**Required action**: Below are several records. Retype exactly those lines running from the one with "so like, the mountain in" through the one with "so like, the bush", end lines included, and no others.

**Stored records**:
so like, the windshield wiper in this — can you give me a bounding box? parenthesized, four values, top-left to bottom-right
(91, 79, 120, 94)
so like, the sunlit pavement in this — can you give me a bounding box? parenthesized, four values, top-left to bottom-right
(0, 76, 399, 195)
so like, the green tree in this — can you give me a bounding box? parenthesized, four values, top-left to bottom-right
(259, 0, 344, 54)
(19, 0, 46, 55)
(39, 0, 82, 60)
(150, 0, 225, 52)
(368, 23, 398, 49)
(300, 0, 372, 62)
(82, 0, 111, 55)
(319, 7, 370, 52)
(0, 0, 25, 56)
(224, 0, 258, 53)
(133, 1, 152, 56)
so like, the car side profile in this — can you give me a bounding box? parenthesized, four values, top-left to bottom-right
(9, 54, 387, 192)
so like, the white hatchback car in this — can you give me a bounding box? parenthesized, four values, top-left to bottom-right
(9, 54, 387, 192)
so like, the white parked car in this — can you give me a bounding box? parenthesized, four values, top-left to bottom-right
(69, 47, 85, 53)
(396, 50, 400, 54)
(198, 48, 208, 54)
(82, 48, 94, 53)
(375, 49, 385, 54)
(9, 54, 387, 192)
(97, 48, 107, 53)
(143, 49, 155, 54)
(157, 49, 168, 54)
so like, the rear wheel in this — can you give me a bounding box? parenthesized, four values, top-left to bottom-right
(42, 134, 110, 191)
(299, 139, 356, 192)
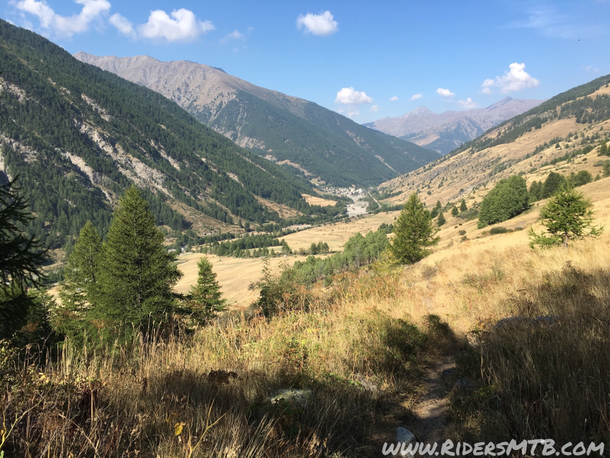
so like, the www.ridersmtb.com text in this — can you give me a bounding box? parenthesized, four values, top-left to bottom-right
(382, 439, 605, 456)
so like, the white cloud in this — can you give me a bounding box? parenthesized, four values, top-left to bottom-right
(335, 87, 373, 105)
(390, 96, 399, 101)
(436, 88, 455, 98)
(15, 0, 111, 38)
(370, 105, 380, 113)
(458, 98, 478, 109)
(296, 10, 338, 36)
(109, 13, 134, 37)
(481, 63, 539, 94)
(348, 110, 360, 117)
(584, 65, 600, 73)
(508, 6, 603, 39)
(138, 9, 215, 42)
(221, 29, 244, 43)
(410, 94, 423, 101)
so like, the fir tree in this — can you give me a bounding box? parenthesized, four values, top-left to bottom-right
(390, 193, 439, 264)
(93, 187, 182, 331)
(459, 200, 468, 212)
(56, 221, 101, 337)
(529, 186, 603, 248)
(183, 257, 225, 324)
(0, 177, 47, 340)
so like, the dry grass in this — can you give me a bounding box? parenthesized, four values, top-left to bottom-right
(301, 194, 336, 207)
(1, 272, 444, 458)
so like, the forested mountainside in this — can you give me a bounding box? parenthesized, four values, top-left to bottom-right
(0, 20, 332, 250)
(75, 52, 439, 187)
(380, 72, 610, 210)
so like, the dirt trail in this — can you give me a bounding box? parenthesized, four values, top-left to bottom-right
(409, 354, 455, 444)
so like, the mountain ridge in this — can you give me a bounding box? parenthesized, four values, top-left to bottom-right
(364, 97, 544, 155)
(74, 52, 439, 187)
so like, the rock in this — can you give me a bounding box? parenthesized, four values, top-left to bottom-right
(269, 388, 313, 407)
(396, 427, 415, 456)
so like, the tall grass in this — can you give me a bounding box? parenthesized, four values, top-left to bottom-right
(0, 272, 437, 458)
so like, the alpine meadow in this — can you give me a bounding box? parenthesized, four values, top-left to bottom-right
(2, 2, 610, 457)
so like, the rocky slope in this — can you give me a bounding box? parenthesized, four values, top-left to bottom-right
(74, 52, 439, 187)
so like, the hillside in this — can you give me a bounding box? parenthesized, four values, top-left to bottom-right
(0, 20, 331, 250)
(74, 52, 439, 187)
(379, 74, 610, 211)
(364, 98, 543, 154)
...
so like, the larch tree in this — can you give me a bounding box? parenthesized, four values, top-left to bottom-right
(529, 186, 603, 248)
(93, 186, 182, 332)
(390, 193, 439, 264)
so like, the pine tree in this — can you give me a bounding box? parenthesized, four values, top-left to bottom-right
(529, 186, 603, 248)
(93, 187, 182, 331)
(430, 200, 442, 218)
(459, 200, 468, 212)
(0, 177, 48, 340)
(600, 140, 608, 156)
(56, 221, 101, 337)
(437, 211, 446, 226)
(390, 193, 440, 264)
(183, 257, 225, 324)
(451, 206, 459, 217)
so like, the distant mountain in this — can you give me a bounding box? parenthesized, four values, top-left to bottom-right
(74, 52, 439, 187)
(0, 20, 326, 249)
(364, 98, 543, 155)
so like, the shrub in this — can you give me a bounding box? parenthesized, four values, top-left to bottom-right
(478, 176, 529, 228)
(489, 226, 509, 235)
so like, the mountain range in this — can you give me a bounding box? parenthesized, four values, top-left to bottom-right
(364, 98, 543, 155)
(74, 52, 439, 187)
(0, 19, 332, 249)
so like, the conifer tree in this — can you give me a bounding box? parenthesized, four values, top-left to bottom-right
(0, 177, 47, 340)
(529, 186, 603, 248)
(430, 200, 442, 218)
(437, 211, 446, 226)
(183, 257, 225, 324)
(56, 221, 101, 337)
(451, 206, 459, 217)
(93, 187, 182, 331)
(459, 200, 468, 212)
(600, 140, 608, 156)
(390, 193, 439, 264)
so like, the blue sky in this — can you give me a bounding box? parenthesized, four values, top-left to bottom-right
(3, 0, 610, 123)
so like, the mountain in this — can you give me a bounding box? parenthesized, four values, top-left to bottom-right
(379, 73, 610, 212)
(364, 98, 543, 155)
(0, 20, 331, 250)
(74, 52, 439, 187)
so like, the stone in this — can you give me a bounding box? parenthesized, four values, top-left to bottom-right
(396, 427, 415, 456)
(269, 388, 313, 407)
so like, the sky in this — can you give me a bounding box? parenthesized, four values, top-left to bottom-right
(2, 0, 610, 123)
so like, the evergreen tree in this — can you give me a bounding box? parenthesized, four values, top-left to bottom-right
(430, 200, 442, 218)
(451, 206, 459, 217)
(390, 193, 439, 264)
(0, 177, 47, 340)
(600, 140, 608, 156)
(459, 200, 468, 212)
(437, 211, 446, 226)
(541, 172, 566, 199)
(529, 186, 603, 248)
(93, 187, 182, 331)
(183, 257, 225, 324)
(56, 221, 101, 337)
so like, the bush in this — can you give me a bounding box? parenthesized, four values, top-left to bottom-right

**Exercise result**:
so like, the mountain in this — can you give me a bounding box? parenthesized, four values, top-left to bottom-right
(379, 73, 610, 212)
(364, 98, 543, 155)
(0, 20, 331, 250)
(74, 52, 439, 187)
so like, the stone in this — can you give me a bounding box? parenthesized, four values, top-left to bottom-right
(396, 427, 415, 456)
(269, 388, 313, 407)
so like, the sky in this — can you give me a bounding box? parenthesized, four values, top-left to bottom-right
(2, 0, 610, 123)
so like, the evergreen tree in this — can you give me a bounding box? parenthesized, four values, top-left to bottom-right
(430, 200, 442, 218)
(451, 206, 459, 217)
(390, 193, 439, 264)
(0, 177, 47, 340)
(600, 140, 608, 156)
(459, 200, 468, 212)
(437, 211, 446, 226)
(541, 172, 566, 199)
(529, 186, 603, 248)
(93, 187, 182, 331)
(183, 257, 225, 324)
(56, 221, 101, 337)
so like, the bush in this — can you give me a bounding box? parenthesized, four values, top-left to bottom-right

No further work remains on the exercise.